- **Material provided**:
· · · · · · ·
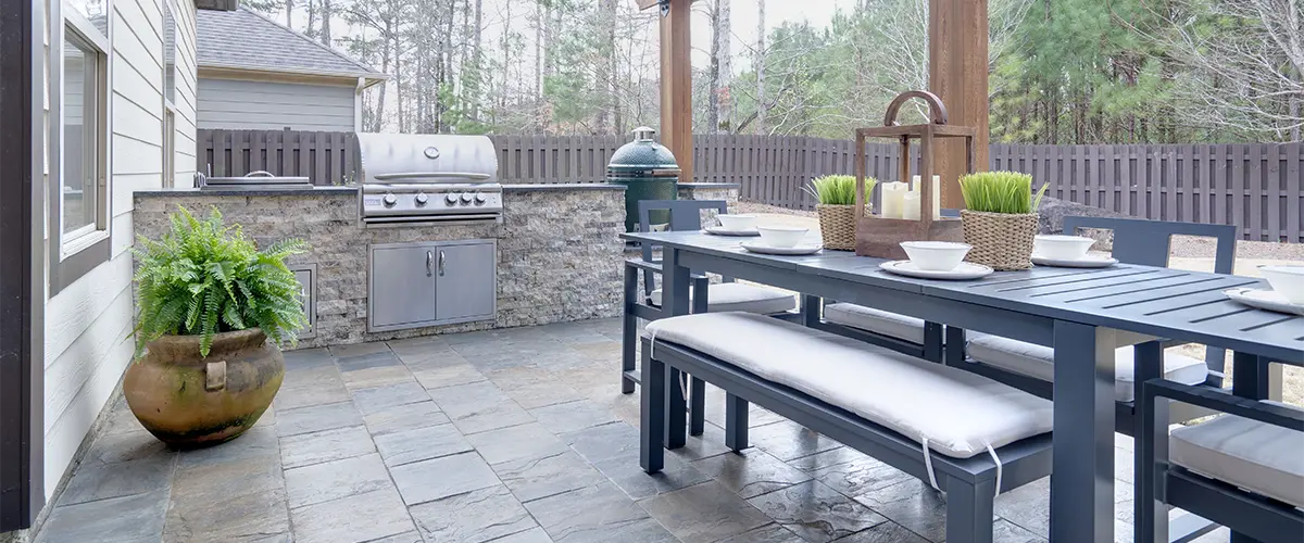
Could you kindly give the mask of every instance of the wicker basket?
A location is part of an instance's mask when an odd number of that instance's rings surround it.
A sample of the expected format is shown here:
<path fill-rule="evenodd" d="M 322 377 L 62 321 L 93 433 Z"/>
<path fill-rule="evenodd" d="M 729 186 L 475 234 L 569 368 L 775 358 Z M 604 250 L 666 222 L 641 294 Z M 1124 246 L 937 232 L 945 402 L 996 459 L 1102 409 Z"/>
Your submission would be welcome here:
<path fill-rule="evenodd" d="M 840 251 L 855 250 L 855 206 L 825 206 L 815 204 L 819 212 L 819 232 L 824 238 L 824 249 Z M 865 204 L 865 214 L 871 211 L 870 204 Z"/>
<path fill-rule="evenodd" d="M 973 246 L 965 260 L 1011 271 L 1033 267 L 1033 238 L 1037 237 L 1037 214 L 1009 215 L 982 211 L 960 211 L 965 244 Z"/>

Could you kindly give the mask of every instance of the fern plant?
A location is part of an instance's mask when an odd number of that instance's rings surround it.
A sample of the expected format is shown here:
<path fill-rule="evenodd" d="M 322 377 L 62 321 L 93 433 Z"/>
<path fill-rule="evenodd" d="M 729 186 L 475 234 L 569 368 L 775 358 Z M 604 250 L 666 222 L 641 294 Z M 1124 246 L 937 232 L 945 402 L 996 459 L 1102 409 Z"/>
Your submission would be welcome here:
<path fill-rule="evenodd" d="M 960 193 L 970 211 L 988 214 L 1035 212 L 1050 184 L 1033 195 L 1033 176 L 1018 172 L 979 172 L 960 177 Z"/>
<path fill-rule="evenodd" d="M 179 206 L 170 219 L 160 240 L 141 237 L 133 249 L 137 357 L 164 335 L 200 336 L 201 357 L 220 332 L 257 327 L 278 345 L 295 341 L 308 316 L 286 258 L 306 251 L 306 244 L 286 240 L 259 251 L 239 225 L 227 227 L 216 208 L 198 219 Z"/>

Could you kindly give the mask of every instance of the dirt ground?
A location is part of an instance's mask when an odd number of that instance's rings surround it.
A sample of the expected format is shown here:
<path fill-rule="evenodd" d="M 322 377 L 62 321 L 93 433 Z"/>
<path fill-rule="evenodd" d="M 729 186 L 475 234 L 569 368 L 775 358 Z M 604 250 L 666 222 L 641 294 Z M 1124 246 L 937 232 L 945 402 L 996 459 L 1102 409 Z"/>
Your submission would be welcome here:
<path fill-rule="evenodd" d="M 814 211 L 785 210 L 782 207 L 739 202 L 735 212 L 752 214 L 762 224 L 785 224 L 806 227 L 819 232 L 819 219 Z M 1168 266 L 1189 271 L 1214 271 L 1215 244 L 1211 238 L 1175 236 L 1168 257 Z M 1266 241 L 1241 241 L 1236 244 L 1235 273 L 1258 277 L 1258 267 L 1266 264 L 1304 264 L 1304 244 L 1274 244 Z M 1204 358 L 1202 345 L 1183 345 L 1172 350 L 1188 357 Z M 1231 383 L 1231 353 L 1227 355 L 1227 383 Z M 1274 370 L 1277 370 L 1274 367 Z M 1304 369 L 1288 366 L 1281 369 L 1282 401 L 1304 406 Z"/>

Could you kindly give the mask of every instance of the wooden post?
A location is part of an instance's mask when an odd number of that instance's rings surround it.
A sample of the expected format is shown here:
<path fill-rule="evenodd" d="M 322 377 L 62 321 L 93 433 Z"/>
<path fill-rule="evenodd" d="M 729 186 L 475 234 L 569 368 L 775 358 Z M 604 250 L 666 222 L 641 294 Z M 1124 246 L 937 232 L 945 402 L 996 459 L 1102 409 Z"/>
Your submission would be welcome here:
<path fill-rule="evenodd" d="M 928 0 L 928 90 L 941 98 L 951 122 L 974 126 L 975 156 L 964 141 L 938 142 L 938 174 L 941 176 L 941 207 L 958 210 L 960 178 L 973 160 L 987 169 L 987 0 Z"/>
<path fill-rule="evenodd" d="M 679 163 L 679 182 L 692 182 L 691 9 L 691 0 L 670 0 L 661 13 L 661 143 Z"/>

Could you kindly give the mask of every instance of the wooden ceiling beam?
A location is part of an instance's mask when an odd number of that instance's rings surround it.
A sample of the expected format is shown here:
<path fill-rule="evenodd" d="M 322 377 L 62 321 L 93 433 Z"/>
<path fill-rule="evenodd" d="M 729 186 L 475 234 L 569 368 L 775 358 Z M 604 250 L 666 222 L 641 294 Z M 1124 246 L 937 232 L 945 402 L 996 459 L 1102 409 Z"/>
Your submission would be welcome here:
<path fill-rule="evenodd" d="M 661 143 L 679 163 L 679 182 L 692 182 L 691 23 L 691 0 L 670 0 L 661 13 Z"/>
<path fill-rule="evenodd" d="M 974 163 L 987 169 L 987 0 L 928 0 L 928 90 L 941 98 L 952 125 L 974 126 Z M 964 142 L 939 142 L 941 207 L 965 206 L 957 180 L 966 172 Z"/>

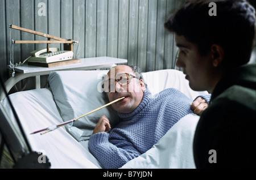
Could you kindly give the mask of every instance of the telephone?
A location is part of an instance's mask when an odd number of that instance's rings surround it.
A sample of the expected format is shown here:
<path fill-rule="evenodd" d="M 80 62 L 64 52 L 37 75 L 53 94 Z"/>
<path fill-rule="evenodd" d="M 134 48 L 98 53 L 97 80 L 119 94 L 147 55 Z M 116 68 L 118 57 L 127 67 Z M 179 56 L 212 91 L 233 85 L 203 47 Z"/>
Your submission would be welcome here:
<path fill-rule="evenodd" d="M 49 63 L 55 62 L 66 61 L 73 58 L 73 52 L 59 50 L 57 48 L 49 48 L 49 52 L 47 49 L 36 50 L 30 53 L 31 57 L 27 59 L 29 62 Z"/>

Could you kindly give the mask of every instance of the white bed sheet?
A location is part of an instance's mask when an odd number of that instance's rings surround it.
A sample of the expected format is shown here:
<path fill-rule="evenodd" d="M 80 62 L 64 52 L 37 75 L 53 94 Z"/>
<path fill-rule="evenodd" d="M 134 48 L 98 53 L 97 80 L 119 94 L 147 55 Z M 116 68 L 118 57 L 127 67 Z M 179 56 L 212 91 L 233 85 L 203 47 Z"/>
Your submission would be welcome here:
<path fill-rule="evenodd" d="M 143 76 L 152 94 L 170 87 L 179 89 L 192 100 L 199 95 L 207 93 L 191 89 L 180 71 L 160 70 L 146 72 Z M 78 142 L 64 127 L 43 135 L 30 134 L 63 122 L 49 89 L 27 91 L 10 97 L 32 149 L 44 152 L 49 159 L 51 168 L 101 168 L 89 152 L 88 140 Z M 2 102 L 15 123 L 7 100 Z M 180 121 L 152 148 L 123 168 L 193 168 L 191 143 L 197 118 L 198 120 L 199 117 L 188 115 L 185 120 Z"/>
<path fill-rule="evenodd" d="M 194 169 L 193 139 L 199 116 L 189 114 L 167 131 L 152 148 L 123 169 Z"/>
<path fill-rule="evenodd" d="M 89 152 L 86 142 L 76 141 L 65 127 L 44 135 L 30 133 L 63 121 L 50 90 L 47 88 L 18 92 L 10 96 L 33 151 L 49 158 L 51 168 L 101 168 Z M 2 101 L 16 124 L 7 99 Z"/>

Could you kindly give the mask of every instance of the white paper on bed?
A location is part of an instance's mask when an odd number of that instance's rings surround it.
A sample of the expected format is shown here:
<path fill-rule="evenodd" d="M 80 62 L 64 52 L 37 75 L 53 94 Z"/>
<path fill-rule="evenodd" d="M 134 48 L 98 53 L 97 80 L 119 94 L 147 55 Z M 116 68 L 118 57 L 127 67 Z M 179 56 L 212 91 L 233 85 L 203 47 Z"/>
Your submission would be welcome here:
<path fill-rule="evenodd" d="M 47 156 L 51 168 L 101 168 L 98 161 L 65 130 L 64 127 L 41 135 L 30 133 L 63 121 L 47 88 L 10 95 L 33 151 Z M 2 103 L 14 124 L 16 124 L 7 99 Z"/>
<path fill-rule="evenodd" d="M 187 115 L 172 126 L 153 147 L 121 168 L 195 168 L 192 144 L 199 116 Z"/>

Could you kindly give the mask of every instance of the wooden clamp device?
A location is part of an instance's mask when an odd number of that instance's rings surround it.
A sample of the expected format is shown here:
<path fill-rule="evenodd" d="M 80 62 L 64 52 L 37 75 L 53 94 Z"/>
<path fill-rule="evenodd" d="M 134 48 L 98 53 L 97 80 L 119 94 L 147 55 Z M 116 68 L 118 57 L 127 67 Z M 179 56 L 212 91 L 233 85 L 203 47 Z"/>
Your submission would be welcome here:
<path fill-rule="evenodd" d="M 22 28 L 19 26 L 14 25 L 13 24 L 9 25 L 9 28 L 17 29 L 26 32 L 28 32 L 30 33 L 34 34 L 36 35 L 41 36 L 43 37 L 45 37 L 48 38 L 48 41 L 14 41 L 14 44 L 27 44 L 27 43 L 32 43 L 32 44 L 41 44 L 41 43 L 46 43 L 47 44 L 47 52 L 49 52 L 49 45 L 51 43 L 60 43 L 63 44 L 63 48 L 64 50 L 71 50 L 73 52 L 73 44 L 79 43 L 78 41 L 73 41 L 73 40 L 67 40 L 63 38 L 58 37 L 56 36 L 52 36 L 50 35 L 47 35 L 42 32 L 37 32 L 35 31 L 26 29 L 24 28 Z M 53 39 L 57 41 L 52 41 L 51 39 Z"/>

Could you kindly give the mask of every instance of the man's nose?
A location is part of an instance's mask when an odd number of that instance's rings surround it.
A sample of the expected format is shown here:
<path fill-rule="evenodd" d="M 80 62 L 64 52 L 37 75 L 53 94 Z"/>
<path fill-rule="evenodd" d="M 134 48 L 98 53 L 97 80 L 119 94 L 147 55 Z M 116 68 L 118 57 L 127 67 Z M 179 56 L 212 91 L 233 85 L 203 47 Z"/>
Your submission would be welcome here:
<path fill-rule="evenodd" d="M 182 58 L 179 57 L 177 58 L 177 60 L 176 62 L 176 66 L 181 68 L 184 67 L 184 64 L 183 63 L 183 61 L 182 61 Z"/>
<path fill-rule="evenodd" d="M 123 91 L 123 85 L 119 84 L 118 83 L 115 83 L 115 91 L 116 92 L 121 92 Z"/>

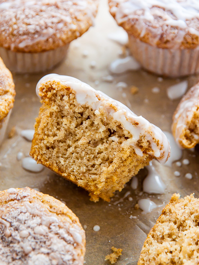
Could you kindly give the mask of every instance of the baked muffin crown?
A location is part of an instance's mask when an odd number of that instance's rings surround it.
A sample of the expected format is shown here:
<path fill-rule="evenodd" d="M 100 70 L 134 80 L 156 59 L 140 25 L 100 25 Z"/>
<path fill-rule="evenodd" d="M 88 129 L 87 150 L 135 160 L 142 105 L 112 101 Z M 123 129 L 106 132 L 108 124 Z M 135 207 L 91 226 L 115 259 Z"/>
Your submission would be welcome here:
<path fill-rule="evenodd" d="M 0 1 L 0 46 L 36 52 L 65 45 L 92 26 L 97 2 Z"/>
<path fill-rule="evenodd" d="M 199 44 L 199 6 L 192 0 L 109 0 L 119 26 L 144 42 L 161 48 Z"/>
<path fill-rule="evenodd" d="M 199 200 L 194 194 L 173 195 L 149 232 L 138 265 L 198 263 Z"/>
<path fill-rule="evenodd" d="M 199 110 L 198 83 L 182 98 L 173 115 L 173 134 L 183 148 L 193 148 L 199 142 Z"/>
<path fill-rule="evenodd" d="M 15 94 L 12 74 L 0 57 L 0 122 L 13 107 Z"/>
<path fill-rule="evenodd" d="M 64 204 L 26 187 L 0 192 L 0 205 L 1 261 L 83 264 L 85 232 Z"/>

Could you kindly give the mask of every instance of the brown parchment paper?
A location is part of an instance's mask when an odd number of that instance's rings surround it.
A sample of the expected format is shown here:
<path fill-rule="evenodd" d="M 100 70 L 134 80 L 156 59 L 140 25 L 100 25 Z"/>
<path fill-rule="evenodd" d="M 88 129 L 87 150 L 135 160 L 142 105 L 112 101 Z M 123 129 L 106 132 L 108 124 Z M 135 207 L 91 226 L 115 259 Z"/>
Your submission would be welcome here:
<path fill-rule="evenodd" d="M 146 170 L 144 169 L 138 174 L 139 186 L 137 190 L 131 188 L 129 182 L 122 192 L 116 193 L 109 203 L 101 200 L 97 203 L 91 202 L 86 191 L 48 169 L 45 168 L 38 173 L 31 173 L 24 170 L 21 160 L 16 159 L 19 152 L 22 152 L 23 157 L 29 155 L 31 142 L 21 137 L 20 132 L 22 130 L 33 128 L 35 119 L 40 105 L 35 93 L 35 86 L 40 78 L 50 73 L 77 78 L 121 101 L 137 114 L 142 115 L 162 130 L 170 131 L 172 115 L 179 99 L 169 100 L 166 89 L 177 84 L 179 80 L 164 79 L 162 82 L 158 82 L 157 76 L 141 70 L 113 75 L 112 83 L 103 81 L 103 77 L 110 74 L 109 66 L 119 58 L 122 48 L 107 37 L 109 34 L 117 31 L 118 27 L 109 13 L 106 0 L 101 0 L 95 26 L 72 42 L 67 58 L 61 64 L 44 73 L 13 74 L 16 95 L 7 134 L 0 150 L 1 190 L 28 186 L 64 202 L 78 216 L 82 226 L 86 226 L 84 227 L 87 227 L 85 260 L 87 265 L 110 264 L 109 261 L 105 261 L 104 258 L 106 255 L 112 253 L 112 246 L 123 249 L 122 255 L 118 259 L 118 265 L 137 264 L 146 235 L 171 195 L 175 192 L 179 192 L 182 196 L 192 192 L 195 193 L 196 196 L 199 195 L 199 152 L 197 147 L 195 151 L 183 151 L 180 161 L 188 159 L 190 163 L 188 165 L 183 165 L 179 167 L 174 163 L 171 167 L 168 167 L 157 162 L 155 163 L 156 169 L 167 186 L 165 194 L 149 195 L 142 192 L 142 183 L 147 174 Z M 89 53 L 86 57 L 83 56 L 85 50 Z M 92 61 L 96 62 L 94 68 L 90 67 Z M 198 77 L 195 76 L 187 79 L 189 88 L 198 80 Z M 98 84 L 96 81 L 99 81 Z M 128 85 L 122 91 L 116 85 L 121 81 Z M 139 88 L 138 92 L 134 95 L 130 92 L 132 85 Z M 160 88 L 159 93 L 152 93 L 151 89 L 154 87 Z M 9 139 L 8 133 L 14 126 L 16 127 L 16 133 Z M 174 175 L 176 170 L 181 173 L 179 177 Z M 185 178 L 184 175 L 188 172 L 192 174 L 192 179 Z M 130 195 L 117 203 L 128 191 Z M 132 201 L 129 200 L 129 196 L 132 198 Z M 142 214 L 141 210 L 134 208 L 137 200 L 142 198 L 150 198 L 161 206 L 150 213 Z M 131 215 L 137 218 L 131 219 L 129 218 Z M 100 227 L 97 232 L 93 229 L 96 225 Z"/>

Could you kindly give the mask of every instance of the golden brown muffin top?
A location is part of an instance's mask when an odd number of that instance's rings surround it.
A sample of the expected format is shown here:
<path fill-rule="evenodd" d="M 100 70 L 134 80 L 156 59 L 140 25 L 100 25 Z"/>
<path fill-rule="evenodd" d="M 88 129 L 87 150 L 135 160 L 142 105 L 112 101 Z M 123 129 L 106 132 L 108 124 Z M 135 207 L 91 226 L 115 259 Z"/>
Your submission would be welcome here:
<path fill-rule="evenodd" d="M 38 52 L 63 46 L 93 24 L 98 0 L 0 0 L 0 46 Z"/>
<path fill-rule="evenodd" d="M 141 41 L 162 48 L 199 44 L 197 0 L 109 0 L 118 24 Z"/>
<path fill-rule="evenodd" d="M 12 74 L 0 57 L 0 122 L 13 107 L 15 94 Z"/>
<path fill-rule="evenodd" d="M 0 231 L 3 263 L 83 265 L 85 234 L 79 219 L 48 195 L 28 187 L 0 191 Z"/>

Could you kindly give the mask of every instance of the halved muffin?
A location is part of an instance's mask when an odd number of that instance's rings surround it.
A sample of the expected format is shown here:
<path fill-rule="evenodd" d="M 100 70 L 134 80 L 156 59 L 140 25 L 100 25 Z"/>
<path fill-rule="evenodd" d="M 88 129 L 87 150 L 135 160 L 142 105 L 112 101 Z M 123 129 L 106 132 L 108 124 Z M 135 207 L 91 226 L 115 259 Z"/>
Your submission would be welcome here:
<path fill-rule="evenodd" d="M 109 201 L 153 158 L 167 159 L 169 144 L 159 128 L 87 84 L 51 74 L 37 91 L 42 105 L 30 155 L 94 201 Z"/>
· · · · · · ·
- **What this task involves**: Scale everything from the line containing "the man's nose?" down to the line containing "123 91 L 123", both ends included, by rewriting those lines in full with every coordinate in the answers multiplied by 2.25 and rounded to a whole number, halves rounded up. Keep the requests and their format samples unchanged, and output only these lines.

- **Answer to the exercise**:
Could you kindly give the mask of every instance of the man's nose?
A location is part of an instance's mask when an odd number of that instance's rings surround it.
A sample of the expected format is shown here:
<path fill-rule="evenodd" d="M 80 62 L 64 52 L 37 75 L 53 94 Z"/>
<path fill-rule="evenodd" d="M 134 48 L 98 53 L 97 80 L 119 94 L 147 55 Z M 116 68 L 118 57 L 127 67 Z M 179 56 L 212 91 L 233 85 L 203 47 Z"/>
Your submission would be welcome here:
<path fill-rule="evenodd" d="M 410 131 L 403 128 L 398 131 L 398 135 L 396 140 L 396 149 L 407 153 L 414 151 L 414 144 L 412 142 L 412 137 L 410 137 Z"/>
<path fill-rule="evenodd" d="M 277 205 L 277 191 L 268 189 L 266 187 L 259 187 L 259 205 L 261 207 L 272 207 Z"/>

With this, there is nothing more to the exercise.